=== Your instructions ===
Write the records out again exactly as they read, dropping any picture they hold.

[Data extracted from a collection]
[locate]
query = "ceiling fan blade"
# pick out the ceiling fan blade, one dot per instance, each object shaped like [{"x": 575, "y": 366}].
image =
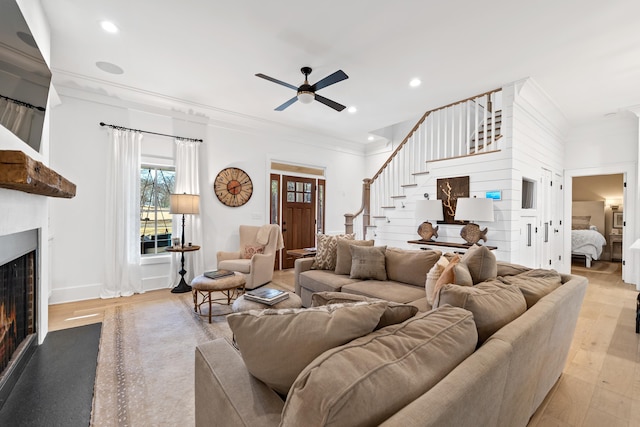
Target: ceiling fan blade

=== Written response ===
[locate]
query = "ceiling fan blade"
# pick out the ceiling fan blade, one dot per instance, each object shaped like [{"x": 575, "y": 366}].
image =
Target: ceiling fan blade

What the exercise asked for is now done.